• _Exercise_
Your job is to return every line of the listing holding the string "positive".

• _Data_
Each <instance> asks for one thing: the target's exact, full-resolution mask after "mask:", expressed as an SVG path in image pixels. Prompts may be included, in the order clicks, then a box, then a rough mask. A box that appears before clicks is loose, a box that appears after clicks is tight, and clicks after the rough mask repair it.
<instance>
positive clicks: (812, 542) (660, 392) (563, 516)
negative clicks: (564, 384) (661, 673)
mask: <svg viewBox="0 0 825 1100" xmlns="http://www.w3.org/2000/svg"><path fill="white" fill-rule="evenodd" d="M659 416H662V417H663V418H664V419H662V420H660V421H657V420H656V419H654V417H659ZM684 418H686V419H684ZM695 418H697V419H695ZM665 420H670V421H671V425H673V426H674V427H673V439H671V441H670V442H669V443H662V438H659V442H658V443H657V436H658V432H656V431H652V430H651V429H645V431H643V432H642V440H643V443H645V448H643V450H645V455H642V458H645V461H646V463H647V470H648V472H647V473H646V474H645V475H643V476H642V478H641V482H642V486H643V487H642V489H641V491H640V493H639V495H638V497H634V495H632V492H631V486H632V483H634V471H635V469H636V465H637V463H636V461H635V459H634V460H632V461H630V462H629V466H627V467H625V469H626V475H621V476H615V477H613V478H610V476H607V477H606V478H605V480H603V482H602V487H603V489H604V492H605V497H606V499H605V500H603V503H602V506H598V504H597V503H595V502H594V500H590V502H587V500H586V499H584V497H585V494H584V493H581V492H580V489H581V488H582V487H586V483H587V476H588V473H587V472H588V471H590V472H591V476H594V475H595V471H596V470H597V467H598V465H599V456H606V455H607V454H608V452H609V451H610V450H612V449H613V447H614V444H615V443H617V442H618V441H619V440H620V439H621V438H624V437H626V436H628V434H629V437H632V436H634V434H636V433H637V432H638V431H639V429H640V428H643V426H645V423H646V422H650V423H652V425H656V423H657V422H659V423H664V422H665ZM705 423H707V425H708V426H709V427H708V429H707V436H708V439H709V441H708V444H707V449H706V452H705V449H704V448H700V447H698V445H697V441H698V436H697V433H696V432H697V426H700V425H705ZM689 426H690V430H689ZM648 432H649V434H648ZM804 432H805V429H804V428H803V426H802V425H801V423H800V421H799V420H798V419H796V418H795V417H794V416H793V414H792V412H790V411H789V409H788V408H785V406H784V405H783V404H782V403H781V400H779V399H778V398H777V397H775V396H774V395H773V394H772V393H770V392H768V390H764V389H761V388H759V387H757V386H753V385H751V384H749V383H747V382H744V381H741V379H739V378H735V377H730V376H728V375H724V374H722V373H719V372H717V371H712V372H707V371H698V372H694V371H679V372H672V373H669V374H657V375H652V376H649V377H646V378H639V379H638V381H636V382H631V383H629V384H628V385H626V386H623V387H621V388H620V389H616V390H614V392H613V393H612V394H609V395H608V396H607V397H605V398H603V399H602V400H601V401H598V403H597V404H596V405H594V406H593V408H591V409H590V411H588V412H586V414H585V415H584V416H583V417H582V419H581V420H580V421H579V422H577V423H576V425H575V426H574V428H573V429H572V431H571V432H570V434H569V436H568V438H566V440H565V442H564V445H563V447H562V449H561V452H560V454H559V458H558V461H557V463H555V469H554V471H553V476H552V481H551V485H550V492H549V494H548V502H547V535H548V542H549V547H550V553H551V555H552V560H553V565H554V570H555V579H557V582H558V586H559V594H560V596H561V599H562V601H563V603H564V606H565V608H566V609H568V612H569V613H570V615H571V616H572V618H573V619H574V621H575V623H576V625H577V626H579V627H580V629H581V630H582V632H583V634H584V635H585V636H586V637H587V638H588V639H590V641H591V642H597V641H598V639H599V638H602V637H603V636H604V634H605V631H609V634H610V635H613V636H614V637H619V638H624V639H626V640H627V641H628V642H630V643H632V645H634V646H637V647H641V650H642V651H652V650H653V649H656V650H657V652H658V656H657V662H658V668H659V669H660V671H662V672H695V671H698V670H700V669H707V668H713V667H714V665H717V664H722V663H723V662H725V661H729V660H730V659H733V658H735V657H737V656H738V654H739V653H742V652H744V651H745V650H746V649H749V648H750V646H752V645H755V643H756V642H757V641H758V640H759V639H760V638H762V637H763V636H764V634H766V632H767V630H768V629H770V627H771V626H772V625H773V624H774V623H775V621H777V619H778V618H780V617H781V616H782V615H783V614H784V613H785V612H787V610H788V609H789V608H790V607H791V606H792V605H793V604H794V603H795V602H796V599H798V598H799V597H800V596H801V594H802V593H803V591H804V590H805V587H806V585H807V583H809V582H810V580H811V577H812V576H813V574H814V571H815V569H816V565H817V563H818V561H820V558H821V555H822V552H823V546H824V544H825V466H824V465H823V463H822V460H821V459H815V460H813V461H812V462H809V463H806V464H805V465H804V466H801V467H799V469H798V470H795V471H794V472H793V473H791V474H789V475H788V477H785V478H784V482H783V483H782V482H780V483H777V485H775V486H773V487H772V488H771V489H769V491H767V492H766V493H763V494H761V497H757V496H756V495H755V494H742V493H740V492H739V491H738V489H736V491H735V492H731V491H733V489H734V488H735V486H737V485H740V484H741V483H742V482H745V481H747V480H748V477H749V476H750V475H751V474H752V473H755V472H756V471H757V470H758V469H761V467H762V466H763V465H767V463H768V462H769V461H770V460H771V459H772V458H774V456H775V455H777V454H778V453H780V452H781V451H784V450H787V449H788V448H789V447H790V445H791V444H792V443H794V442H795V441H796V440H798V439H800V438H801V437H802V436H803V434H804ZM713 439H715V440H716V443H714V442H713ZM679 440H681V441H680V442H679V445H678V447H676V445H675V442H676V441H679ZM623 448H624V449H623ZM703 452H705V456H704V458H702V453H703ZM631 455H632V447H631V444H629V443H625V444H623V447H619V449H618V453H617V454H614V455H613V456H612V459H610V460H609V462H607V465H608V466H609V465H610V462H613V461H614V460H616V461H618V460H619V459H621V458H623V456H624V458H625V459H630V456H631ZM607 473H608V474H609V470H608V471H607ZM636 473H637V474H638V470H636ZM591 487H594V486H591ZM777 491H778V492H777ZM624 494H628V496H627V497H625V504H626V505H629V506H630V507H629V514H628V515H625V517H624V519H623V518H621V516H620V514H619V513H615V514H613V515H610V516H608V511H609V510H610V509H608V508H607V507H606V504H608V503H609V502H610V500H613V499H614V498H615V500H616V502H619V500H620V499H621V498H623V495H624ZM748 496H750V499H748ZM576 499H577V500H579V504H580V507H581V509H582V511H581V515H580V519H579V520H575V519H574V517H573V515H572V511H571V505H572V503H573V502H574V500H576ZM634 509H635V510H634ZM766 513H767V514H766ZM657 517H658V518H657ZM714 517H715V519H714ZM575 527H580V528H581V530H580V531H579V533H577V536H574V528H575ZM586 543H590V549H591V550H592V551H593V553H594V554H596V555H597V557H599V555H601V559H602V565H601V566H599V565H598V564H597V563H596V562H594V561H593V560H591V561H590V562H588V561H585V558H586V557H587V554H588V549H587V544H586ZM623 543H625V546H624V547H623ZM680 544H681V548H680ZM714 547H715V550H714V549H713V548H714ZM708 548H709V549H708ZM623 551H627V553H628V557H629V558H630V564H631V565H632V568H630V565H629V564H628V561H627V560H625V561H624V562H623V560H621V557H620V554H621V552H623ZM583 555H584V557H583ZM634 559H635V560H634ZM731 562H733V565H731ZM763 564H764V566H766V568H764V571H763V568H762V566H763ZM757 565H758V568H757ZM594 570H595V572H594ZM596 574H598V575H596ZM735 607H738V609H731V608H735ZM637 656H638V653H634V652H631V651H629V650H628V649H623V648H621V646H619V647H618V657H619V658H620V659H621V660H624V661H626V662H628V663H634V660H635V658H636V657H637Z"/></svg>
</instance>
--
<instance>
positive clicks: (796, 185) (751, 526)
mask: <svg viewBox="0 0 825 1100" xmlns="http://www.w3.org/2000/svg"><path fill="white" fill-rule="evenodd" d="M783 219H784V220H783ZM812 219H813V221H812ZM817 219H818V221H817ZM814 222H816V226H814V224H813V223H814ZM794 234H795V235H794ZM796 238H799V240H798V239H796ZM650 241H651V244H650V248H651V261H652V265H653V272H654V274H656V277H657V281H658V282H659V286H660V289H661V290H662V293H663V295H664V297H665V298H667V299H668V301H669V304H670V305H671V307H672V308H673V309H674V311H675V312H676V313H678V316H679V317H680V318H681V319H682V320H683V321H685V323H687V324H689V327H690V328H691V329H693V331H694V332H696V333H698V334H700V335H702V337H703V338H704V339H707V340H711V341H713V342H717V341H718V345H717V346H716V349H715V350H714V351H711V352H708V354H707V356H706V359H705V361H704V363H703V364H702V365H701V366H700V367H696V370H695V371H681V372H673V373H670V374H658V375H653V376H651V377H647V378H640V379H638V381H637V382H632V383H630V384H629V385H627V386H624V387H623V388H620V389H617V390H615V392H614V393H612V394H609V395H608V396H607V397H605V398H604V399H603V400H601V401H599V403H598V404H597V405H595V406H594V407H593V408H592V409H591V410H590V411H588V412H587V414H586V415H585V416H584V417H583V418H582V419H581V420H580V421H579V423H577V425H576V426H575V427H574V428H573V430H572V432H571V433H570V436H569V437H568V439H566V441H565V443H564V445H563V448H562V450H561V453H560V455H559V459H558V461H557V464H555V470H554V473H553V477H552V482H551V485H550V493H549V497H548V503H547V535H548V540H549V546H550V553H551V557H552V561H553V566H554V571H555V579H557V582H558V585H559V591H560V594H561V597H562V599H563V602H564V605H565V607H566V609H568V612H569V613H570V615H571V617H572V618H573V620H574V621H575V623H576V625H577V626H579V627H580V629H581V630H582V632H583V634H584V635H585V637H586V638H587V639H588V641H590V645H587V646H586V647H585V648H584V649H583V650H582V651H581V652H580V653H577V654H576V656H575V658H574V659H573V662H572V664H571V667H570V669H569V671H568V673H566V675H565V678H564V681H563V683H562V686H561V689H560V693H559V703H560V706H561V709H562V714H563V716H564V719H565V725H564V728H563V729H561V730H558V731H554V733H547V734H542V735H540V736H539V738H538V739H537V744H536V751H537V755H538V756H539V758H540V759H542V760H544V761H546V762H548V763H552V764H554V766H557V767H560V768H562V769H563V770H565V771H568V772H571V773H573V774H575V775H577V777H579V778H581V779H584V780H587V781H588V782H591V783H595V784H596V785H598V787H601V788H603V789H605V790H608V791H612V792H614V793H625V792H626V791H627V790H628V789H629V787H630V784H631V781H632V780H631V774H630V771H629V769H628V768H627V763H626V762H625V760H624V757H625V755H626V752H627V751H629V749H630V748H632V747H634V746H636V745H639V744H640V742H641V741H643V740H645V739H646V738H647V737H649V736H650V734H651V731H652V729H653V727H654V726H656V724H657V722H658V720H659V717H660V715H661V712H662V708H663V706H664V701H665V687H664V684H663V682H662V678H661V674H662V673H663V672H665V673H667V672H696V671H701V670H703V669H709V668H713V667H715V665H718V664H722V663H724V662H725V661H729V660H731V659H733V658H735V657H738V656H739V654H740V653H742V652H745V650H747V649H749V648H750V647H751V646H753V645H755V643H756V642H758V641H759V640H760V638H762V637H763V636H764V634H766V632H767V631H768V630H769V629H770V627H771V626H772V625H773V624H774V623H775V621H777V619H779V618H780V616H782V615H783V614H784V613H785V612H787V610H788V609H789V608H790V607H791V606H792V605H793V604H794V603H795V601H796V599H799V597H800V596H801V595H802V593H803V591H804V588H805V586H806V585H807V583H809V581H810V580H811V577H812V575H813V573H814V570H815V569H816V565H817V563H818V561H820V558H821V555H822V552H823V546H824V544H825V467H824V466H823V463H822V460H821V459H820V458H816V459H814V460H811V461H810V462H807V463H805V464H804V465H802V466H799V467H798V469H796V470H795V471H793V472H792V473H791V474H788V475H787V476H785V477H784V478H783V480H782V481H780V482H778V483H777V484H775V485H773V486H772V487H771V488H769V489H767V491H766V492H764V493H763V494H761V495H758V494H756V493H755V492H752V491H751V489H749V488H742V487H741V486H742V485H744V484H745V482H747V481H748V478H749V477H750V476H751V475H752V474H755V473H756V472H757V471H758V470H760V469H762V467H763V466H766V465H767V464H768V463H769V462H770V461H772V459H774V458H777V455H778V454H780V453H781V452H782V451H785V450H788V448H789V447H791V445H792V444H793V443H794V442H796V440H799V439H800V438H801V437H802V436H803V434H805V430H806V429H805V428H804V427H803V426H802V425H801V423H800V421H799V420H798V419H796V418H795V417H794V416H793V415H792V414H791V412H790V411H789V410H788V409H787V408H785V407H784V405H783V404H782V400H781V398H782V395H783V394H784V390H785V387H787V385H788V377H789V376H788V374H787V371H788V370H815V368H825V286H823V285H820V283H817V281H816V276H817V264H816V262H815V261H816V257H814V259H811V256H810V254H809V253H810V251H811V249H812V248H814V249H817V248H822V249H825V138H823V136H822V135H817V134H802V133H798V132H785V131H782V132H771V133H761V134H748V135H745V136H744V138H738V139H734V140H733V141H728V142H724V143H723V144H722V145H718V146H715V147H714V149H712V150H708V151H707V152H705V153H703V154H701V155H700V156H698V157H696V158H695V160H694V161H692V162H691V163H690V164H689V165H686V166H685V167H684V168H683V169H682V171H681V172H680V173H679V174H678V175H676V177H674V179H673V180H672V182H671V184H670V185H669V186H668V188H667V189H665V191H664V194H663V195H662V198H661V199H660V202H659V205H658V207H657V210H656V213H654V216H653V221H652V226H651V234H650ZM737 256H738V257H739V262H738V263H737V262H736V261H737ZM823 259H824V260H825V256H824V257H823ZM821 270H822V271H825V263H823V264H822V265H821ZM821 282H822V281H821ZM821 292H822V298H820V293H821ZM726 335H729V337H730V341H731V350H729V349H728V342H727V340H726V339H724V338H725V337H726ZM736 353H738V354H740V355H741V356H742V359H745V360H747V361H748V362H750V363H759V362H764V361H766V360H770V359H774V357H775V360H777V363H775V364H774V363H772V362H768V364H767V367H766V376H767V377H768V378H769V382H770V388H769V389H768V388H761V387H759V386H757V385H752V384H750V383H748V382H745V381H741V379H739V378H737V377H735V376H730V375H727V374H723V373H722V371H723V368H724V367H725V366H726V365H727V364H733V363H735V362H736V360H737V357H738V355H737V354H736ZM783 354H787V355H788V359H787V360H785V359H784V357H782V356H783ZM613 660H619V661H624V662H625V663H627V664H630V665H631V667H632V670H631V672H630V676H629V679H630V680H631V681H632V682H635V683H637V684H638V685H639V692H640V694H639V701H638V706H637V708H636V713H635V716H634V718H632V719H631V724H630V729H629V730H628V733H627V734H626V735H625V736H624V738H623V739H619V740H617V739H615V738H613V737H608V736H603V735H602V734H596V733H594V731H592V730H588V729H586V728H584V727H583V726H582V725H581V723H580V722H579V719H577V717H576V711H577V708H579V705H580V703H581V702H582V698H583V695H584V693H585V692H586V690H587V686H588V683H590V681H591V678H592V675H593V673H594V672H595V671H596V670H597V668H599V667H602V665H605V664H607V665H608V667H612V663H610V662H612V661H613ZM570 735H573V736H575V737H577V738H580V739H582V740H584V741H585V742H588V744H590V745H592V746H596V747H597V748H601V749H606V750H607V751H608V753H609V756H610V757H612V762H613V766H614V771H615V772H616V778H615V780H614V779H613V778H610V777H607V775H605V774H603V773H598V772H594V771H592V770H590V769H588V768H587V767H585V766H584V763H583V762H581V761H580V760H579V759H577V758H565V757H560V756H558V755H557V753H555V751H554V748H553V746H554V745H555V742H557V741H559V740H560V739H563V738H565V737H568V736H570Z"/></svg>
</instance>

• _The completed task_
positive clicks: (812, 542) (660, 392) (563, 516)
positive clicks: (796, 185) (751, 526)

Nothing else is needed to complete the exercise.